В следующем коридоре немцев встретили автоматным огнем. Полетели ручные гранаты, автоматные выстрелы смолкли. Хлопнула железная дверь. Жестокая игра повторилась. Так она продолжалась час за часом, по мере того как бой приближался к мозгу крепости - командному пункту. За боем в форте "Максим Горький" пристально следили в Севастополе, в штабе вице-адмирала Октябрьского, поблизости от порта. Офицер-радист лейтенант Кузнецов сидел у рации и слушал. Каждые полчаса с "Максима Горького" поступали сообщения. Приказ адмирала командирам и комиссарам был прост: "Оборона до последнего человека".

Поступило сообщение. Кузнецов принял его и передал:

– Нас осталось сорок шесть. Немцы барабанят по нашей бронированной двери и требуют сдаваться. Дважды мы открывали смотровой люк и стреляли в них. Теперь это больше невозможно.

Через полчаса пришло новое сообщение: "Нас осталось двадцать два. Готовимся подорвать себя. Сообщений больше не будет. Прощайте".

Они сдержали слово. Мозговой центр форта взлетел на воздух, подорванный защитниками. Битва окончилась. Из всего гарнизона форта численностью 1000 человек в плен попало всего пятьдесят - все раненые. Цифры говорят сами за себя.

17 июня, когда сражение за "Максим Горький I" еще вовсю полыхало, саксонские батальоны 31-го пехотного полка 24-й пехотной дивизии овладели фортами "ГПУ", "Молотов" и "Чека".

22-я пехотная дивизия из Бремена под командованием генерал-майора Вольфа аналогичным образом продвинулась на юг левее саксонцев, и 17 июня ее 65-й пехотный полк, усиленный 2-й батареей штурмовых орудий 190-го дивизиона, взял форт "Сибирь". 16-й пехотный полк разгромил форты "Волга" и "Урал". 22-й дивизии довелось первой выйти 19 июня к Северной гавани последнему барьеру с севера на пути к южной стороне Севастополя.

50-й пехотной дивизии из Бранденбурга и Мекленбурга под командованием генерал-майора Фридриха Шмидта, а также румынской 4-й горнострелковой дивизии генерала Ласара досталась неблагодарная задача продираться по поросшей кустарником скалистой местности с северо-востока в направлении Гайтанской возвышенности. Они сумели справиться с заданием и вышли к восточной оконечности Северной гавани.

#### МАТЕРИАЛ
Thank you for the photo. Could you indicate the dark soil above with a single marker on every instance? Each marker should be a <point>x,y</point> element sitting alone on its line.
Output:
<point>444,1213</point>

#### ЧТО НУЖНО СДЕЛАТЬ
1. Сколько человек из гарнизона форта попало в плен, согласно тексту о боях под Севастополем?
2. Перепишите фрагмент текста о боях под Севастополем, подставив «противотанковых орудий» вместо «штурмовых орудий». Начните со слов «17 июня, когда» и закончите словами «южной стороне Севастополя.».

#### РЕШЕНИЯ ЗАДАЧ
1. Всего пятьдесят человек, и все они были ранены.

2.
17 июня, когда сражение за "Максим Горький I" еще вовсю полыхало, саксонские батальоны 31-го пехотного полка 24-й пехотной дивизии овладели фортами "ГПУ", "Молотов" и "Чека".

22-я пехотная дивизия из Бремена под командованием генерал-майора Вольфа аналогичным образом продвинулась на юг левее саксонцев, и 17 июня ее 65-й пехотный полк, усиленный 2-й батареей противотанковых орудий 190-го дивизиона, взял форт "Сибирь". 16-й пехотный полк разгромил форты "Волга" и "Урал". 22-й дивизии довелось первой выйти 19 июня к Северной гавани последнему барьеру с севера на пути к южной стороне Севастополя.